### Your instructions
Every record that follows should appear again in your answer, exactly the same.

(Source data)
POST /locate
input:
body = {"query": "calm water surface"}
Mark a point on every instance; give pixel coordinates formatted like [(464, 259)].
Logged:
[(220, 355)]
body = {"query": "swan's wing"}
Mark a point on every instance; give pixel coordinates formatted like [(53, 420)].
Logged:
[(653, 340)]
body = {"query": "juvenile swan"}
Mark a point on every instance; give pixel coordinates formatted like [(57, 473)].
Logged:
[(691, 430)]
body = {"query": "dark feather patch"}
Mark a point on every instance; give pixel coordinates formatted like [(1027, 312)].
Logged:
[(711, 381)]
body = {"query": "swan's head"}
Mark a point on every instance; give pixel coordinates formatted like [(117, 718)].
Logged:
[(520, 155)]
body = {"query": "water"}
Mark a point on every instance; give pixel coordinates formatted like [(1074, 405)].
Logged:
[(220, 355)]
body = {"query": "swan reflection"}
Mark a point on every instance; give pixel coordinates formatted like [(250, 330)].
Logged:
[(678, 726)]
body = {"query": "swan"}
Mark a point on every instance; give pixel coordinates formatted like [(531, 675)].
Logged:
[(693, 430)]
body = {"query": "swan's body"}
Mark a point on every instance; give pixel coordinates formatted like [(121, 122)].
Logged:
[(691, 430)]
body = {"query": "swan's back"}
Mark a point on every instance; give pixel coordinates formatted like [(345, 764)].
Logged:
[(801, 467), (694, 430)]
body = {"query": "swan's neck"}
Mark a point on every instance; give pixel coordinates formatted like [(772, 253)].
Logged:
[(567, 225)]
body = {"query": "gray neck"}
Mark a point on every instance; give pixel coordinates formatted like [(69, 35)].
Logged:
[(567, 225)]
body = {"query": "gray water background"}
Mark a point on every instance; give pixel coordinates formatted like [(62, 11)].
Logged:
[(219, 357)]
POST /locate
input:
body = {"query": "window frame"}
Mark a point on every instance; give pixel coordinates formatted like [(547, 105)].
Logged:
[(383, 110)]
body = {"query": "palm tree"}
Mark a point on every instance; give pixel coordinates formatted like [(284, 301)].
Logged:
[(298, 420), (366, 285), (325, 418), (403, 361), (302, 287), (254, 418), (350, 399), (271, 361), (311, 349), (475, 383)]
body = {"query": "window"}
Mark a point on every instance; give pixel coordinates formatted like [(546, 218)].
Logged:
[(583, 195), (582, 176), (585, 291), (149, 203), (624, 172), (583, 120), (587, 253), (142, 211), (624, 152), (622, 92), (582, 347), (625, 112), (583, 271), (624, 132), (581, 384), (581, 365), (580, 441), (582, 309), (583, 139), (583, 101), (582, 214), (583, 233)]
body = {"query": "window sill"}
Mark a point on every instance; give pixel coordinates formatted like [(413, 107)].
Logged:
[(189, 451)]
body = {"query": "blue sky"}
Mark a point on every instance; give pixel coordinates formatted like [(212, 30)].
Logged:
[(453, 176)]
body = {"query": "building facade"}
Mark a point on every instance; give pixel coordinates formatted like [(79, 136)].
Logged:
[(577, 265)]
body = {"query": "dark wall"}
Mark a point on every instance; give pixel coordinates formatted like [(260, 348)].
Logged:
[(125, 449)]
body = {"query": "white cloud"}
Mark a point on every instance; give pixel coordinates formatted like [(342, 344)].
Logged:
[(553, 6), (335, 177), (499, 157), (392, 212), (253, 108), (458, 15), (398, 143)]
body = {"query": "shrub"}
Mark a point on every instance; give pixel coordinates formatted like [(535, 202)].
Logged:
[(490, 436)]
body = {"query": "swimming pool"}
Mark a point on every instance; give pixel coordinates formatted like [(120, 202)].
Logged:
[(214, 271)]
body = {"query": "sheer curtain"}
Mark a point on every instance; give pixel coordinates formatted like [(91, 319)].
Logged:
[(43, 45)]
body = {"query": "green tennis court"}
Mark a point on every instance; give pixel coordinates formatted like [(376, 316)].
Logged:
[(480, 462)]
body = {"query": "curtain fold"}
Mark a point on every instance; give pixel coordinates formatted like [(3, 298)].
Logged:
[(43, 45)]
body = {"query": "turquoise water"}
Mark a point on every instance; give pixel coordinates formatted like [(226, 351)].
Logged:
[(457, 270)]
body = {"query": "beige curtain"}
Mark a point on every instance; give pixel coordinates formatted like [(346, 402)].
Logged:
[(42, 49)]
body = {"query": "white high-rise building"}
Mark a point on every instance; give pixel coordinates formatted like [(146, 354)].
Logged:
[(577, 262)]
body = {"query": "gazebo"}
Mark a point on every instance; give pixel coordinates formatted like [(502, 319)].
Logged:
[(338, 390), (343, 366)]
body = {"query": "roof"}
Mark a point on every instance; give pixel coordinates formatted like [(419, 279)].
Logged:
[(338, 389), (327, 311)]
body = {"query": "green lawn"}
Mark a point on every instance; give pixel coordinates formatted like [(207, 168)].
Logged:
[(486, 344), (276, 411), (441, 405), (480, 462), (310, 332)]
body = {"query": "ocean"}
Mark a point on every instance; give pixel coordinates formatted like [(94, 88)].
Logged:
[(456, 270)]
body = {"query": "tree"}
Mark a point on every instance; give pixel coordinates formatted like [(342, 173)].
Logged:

### Exercise result
POST /locate
input:
body = {"query": "calm water surface"}
Mark a point on every instance; give pixel coordinates formatted like [(464, 259)].
Logged:
[(220, 355)]
body = {"query": "swan's wing"}
Mark a point on every instance; give pixel coordinates formatted like [(53, 420)].
Logged:
[(653, 340)]
body = {"query": "juvenile swan"}
Mark a point on every instance; give pixel coordinates formatted like [(57, 473)].
Logged:
[(691, 430)]
body = {"query": "dark feather patch"}
Mark a point on every instance; give pixel coordinates formatted like [(1027, 312)].
Logged:
[(711, 381)]
body = {"query": "swan's head"}
Mark a point on every instance; give pixel coordinates formatted like [(117, 718)].
Logged:
[(520, 155)]
body = {"query": "water"}
Mark a point on every instance; give pixel coordinates formatted like [(1074, 405)].
Logged:
[(220, 355)]
body = {"query": "swan reflection"}
Mark a point on every instance; give pixel coordinates formatted like [(250, 330)].
Logged:
[(678, 726)]
body = {"query": "swan"}
Mark a point on every instance; give pixel coordinates formatted like [(531, 675)].
Logged:
[(693, 430)]
body = {"query": "swan's body"}
Mark a point on every instance; give pixel coordinates formatted like [(121, 122)].
Logged:
[(691, 430)]
body = {"query": "swan's back"}
Mark a point on every instance; give pixel coordinates formatted like [(345, 764)].
Logged:
[(801, 467), (694, 430)]
body = {"query": "swan's neck"}
Mark a point on every instance; give pixel coordinates formatted like [(772, 253)].
Logged:
[(567, 225)]
body = {"query": "gray neck"}
Mark a point on every instance; give pixel coordinates formatted like [(69, 35)].
Logged:
[(567, 225)]
body = {"query": "gray water background"}
Mark a point on every instance; give pixel coordinates formatted like [(62, 11)].
Logged:
[(219, 357)]
POST /locate
input:
body = {"query": "window frame"}
Mark a point on every instance; give pixel coordinates formatted like [(547, 105)].
Logged:
[(383, 110)]
body = {"query": "palm tree"}
Mark a point on every instance; give pixel coordinates formatted like [(284, 301)].
Logged:
[(298, 420), (366, 285), (325, 418), (403, 361), (302, 287), (254, 418), (350, 399), (271, 361), (311, 349), (475, 383)]
body = {"query": "window"}
Mark a point on every instance; give pixel coordinates formatted like [(546, 218)].
Logged:
[(583, 195), (582, 176), (585, 291), (149, 203), (624, 172), (583, 120), (587, 253), (142, 211), (624, 152), (622, 92), (582, 347), (625, 112), (583, 271), (624, 132), (581, 384), (581, 365), (580, 441), (582, 309), (583, 139), (583, 101), (582, 214), (583, 233)]
body = {"query": "window sill"}
Mark a point on every instance; give pixel coordinates formatted like [(413, 107)].
Logged:
[(189, 451)]
body = {"query": "blue sky"}
Mark a point on every instance; give pixel coordinates formatted like [(212, 30)].
Logged:
[(453, 176)]
body = {"query": "building facade"}
Mark a point on every instance; give pixel coordinates formatted like [(79, 136)].
Logged:
[(577, 265)]
body = {"query": "dark wall"}
Mark a point on every instance; give pixel coordinates formatted like [(260, 348)].
Logged:
[(125, 449)]
body = {"query": "white cloud"}
Mark a point on every instance; give pixel coordinates formatted like [(342, 344)].
Logged:
[(553, 6), (335, 177), (499, 157), (392, 212), (253, 108), (458, 15), (398, 143)]
body = {"query": "shrub"}
Mark a point on every instance; give pixel coordinates formatted like [(535, 202)].
Logged:
[(490, 436)]
body = {"query": "swimming pool"}
Mark a point on every instance; give pixel coordinates formatted like [(120, 202)].
Logged:
[(214, 271)]
body = {"query": "sheer curtain"}
Mark a point on every instance; give pixel coordinates formatted like [(91, 319)].
Logged:
[(43, 45)]
body = {"query": "green tennis court"}
Mark a point on every instance; give pixel coordinates formatted like [(376, 316)].
Logged:
[(480, 462)]
body = {"query": "curtain fold"}
Mark a point on every instance; give pixel coordinates formatted like [(3, 298)].
Logged:
[(43, 45)]
body = {"query": "turquoise water"}
Mark a point on every instance; give pixel coordinates formatted like [(226, 351)].
Logged:
[(457, 270)]
body = {"query": "beige curtain"}
Mark a point on every instance; give pixel coordinates formatted like [(346, 402)].
Logged:
[(42, 49)]
body = {"query": "white high-rise building"}
Mark a point on every instance; give pixel coordinates formatted like [(146, 354)].
Logged:
[(577, 262)]
body = {"query": "gazebo"}
Mark a point on every instance; give pixel coordinates formatted like [(502, 319)].
Logged:
[(338, 390), (343, 366)]
body = {"query": "roof"}
Mark a point on every instance; give pixel coordinates formatted like [(419, 279)].
Logged:
[(338, 389), (327, 311)]
body = {"query": "green lawn"}
Mark a point on every instance; give pixel coordinates formatted like [(207, 168)].
Logged:
[(486, 344), (276, 411), (441, 405), (480, 462), (310, 332)]
body = {"query": "ocean"}
Mark a point on every instance; give pixel coordinates formatted like [(94, 88)].
Logged:
[(456, 270)]
body = {"query": "tree"}
Mark a point on every instance; give pixel coordinates formatted like [(342, 173)].
Logged:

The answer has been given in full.